### Items from a dataset
** Start **

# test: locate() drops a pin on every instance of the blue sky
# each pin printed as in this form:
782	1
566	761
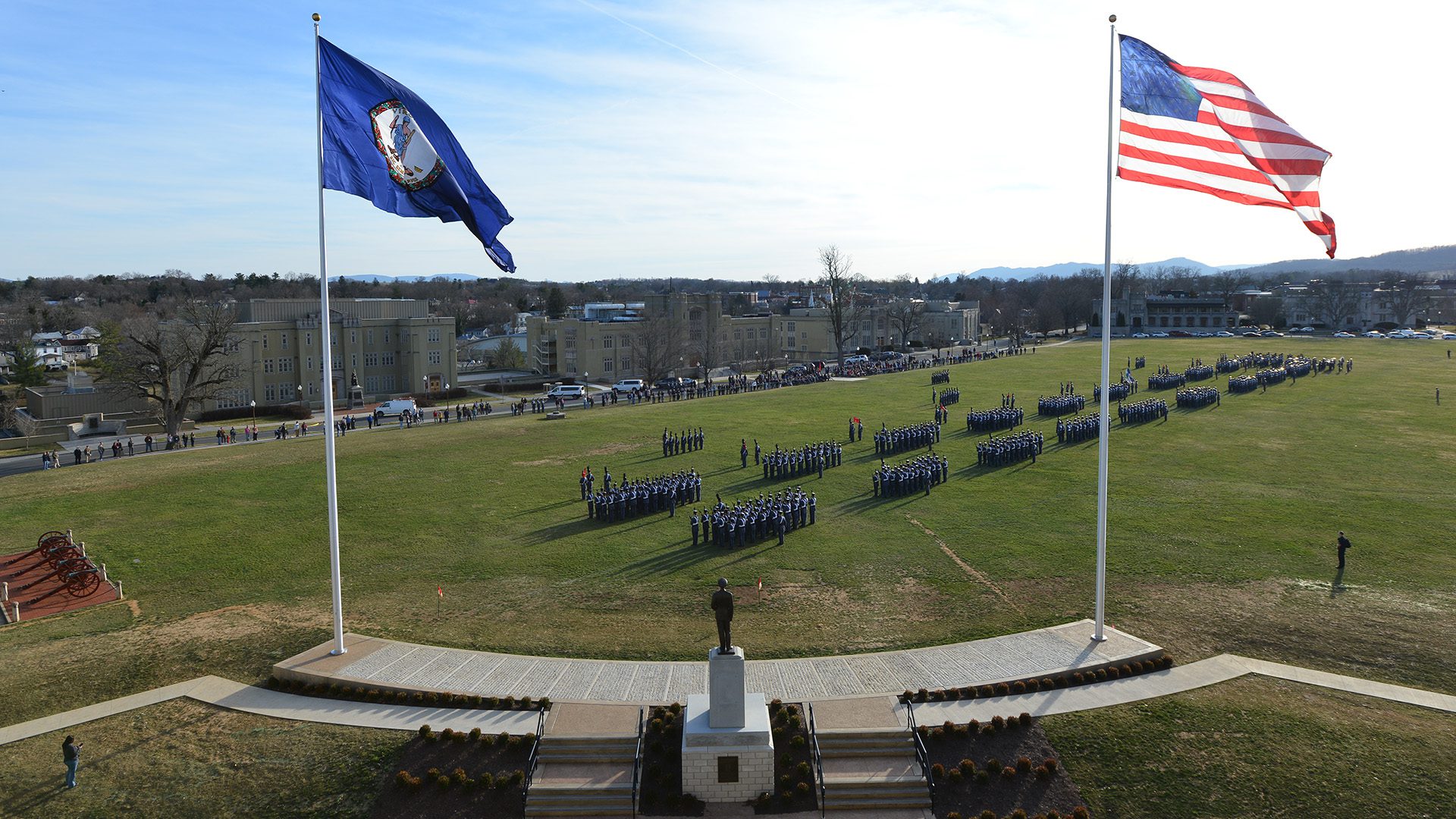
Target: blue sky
696	139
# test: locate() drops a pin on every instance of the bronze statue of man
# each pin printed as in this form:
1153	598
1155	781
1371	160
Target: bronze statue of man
723	611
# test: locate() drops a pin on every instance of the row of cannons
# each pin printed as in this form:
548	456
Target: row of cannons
55	566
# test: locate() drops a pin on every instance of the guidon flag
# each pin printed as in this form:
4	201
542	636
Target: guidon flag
1204	130
383	143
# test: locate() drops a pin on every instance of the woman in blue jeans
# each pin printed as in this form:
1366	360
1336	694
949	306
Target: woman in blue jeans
72	755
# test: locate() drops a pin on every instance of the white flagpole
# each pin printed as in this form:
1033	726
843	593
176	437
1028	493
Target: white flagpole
1107	338
328	366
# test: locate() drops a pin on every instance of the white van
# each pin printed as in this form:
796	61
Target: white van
397	407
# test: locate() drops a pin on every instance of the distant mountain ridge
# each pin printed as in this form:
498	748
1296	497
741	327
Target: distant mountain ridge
1439	260
1069	268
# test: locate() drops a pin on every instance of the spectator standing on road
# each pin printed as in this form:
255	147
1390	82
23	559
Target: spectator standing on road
72	755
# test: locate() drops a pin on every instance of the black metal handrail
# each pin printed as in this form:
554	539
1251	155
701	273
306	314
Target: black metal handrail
819	758
921	754
535	755
637	760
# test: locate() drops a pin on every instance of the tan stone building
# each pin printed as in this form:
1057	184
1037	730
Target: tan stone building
389	346
598	338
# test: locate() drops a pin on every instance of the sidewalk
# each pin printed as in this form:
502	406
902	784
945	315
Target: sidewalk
228	694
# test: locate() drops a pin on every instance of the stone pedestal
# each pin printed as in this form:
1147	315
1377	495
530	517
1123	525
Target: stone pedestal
727	739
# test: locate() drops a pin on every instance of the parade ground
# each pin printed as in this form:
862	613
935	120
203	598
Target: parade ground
472	537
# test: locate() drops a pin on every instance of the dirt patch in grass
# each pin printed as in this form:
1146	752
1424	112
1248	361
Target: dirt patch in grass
484	779
976	758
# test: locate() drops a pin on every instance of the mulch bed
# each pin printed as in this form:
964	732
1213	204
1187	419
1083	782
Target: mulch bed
479	761
792	763
661	783
989	789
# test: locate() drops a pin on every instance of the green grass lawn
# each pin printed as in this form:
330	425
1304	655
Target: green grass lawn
1220	538
1260	746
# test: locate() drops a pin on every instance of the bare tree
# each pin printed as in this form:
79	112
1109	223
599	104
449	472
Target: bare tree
846	305
657	344
1335	302
1405	299
177	360
906	316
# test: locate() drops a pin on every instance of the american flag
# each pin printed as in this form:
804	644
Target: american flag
1204	130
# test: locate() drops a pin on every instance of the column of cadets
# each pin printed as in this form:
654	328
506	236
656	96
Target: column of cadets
1150	410
688	441
993	420
1197	371
1060	404
801	461
1165	379
756	519
1120	391
1242	384
915	475
644	496
902	439
1009	449
1196	397
1079	428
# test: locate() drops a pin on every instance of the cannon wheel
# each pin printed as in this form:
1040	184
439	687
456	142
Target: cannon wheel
83	585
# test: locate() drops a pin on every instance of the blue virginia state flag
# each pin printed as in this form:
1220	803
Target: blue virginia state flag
383	143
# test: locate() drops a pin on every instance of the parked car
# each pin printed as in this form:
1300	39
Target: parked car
397	407
628	385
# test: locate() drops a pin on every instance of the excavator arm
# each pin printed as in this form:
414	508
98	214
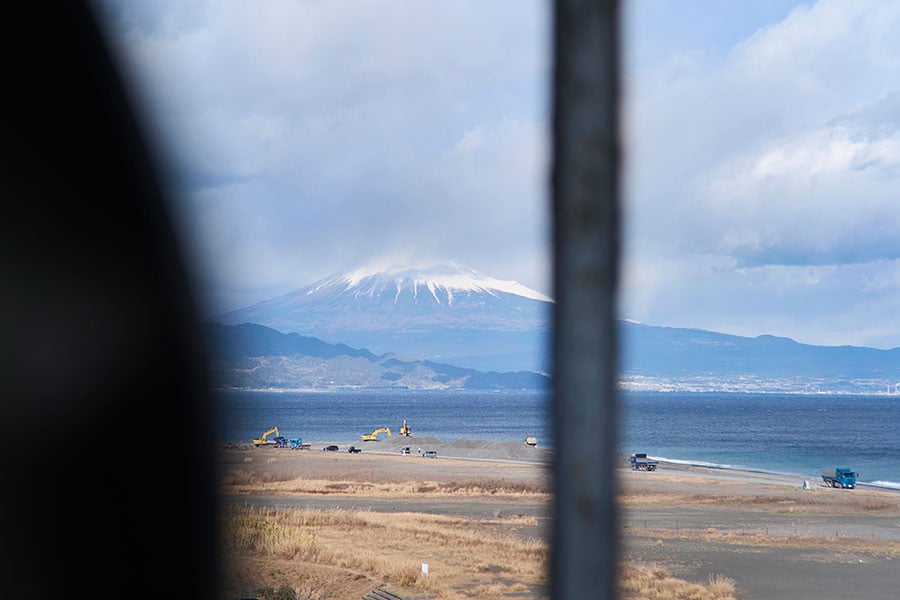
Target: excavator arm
373	437
261	440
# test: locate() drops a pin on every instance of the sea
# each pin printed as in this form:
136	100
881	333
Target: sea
792	434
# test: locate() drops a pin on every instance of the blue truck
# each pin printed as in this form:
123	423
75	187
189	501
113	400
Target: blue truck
640	462
841	477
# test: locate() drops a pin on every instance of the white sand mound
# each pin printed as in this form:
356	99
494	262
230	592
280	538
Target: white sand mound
467	449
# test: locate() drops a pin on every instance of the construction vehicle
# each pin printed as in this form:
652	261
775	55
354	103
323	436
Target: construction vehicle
373	437
262	441
841	477
640	462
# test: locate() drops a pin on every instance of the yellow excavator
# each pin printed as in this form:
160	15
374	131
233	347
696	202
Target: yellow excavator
373	437
261	440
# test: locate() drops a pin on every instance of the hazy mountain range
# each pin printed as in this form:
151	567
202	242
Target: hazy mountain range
450	326
252	356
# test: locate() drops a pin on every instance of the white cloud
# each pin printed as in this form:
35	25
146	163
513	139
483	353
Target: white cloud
761	182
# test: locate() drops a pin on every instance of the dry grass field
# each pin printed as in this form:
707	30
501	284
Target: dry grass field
322	525
336	526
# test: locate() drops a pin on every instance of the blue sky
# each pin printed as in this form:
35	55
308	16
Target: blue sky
762	150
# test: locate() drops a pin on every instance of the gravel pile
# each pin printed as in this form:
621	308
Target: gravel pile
467	449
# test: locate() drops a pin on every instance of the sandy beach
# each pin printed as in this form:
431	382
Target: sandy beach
763	534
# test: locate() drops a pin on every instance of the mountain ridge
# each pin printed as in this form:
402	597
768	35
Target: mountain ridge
252	356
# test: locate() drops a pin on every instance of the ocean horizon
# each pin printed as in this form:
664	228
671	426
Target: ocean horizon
791	434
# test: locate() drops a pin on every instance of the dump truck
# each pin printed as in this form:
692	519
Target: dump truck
640	462
841	477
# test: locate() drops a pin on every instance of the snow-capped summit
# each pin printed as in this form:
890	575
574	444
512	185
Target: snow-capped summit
444	312
441	281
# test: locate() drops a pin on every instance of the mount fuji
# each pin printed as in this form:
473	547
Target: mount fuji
447	313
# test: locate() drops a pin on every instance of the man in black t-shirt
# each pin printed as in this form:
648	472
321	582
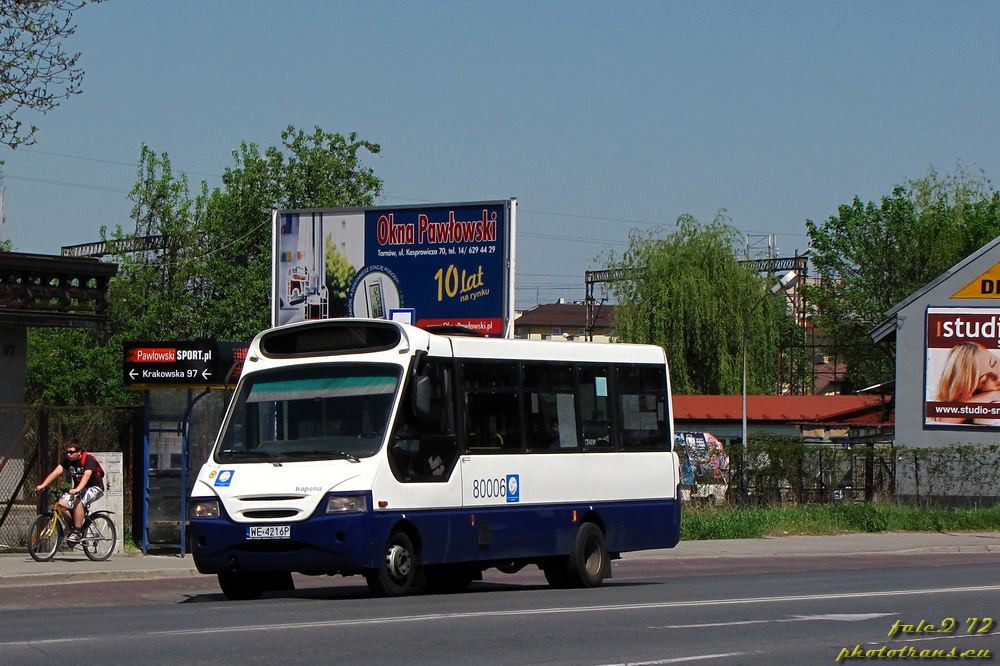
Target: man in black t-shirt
88	484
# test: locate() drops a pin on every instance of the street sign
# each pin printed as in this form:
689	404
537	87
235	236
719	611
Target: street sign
182	364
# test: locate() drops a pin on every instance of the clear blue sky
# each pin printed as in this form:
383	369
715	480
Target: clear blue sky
601	118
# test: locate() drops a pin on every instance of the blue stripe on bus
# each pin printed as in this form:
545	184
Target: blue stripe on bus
350	543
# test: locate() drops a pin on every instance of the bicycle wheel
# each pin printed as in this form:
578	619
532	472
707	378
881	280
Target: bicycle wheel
44	538
99	537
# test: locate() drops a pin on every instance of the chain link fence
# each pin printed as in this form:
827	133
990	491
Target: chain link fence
776	469
32	439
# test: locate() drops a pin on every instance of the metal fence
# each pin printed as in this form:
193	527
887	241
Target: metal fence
31	443
791	472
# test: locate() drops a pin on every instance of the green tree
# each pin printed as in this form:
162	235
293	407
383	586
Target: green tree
317	170
209	277
37	72
690	294
871	256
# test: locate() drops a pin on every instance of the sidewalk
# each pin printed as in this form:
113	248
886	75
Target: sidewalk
74	567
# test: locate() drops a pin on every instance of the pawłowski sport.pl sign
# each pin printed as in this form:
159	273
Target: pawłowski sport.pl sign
183	364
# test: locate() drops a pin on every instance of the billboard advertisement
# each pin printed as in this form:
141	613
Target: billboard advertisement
962	368
433	265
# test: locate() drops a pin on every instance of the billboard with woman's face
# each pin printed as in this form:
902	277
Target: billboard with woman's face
962	368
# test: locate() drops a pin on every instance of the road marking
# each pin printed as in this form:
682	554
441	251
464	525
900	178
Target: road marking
325	624
681	660
833	617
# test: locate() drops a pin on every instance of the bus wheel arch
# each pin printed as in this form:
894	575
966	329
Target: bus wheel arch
588	563
399	566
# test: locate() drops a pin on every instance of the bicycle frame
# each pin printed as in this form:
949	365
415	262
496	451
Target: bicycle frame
47	533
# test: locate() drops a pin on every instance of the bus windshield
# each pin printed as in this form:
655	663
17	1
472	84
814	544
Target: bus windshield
315	413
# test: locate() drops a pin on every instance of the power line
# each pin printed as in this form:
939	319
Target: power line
385	196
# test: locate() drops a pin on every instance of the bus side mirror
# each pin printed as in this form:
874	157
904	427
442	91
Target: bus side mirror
422	397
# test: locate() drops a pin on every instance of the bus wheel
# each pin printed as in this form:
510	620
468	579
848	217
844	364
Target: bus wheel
399	568
447	579
241	586
588	561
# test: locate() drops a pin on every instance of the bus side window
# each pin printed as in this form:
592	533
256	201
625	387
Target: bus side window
595	412
491	413
426	449
642	408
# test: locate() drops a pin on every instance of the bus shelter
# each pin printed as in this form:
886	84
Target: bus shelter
186	388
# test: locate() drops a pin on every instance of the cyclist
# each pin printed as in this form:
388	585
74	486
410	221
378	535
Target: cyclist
88	484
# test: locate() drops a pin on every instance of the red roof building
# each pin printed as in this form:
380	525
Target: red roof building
563	321
826	419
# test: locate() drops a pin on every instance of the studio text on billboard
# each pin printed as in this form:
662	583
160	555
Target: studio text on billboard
962	367
447	264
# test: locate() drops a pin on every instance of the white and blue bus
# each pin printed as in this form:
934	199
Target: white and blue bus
421	458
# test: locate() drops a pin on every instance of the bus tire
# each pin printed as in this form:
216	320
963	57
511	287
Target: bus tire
241	586
395	576
588	561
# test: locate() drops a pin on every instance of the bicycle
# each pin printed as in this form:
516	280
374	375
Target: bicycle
48	531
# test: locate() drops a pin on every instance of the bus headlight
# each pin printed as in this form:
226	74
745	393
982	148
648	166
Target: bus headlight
205	509
347	504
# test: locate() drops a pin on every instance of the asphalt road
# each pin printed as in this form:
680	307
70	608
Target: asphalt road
649	613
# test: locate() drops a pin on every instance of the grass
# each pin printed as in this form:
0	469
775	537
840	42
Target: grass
815	519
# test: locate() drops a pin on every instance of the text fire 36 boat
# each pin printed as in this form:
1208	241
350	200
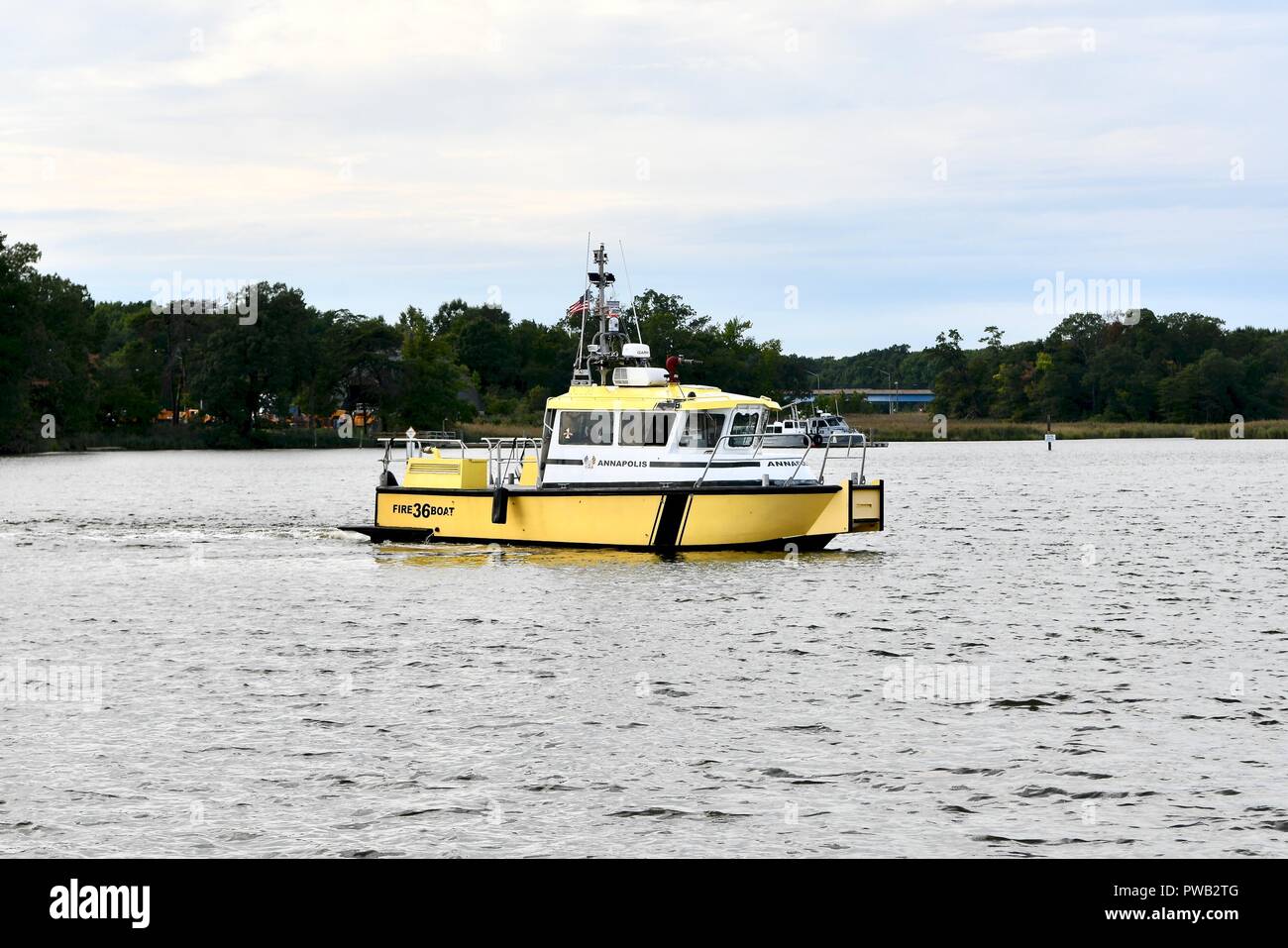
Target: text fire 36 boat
631	458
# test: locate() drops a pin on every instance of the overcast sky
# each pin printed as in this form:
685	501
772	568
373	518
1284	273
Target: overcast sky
906	166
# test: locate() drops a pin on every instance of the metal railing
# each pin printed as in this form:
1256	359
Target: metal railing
756	438
849	446
503	467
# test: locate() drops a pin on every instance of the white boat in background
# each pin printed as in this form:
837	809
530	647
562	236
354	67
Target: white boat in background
814	430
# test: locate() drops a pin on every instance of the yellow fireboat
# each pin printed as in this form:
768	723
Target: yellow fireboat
631	458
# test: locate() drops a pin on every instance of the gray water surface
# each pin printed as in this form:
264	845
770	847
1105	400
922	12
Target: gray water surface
1094	638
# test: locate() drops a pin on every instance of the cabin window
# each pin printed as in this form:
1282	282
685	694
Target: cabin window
585	428
645	428
702	429
743	428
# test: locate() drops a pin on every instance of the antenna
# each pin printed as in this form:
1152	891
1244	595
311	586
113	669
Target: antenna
639	333
581	339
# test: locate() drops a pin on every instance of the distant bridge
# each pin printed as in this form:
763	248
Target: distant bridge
885	395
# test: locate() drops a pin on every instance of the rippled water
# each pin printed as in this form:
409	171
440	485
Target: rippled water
1107	621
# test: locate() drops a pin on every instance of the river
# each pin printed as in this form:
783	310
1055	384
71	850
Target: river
1069	652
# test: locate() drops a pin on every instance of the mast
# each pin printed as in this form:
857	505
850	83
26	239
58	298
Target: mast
600	260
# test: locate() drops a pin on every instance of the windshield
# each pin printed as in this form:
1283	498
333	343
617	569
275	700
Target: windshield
700	429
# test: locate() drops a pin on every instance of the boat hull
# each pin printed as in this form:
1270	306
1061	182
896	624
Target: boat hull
644	518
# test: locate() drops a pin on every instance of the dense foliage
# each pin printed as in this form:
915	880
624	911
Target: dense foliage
111	366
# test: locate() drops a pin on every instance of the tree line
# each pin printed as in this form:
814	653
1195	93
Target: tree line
104	366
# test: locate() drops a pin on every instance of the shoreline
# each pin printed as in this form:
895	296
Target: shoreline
893	429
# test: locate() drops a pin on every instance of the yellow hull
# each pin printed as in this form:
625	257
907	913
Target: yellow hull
643	518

** End **

### Exercise task
From the line containing "of the mast" to the last line of the material, please quote every line exactly and only those.

### Exercise answer
# test: locate() drops a pin on every instance of the mast
# each pin printed as in this form:
857	505
850	83
26	239
58	298
Target: mast
600	260
# test: locate() drops a pin on every instance of the windshield
# each pin printed as in this form:
1283	498
333	343
617	569
275	700
Target: windshield
700	429
# test: locate() drops a pin on every instance of the boat hull
# each pin printed as in this form:
1270	306
1061	182
896	624
Target: boat hull
644	518
# test: locate() drops a pin on every instance of the dense foliage
# each pin printed as in this form:
915	880
624	911
Target: dense foliage
111	366
# test: locate() drops a pin on every instance of the tree line
# each pin printed as in this form:
814	653
1195	93
Target: tree line
104	366
# test: locate() drops a pin on every instance of the shoreline
# each pin printed as in this form:
895	296
Target: shoreline
893	429
# test: locate() drops a pin on every instance of the yellow hull
# each pin printed as in this form:
625	257
907	913
Target: yellow hull
643	518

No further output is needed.